* Start Supplied information *
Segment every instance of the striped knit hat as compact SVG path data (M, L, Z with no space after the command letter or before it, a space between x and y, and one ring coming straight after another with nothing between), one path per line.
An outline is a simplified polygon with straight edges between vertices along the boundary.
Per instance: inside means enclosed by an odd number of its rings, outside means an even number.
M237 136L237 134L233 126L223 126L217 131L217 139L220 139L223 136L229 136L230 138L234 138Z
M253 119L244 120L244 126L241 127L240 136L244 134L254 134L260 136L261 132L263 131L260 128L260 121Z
* End Supplied information *
■ **Exercise goal**
Quote every entry above verbatim, line for line.

■ **Reply to the exercise**
Segment every instance of the striped knit hat as compact SVG path data (M, L, Z with no space after the command letter or before it, a space between x and y, and one ring coming straight after another with nothing between), one path per line.
An outline is a simplified polygon with straight edges between vertices along the boundary.
Per instance: inside means enclosed by an odd number of its rings, outside means an even number.
M237 136L237 134L233 126L223 126L217 131L217 139L220 139L223 136L229 136L230 138L234 138Z
M253 119L244 120L244 126L241 127L240 136L244 134L254 134L260 136L261 132L263 131L260 128L260 121Z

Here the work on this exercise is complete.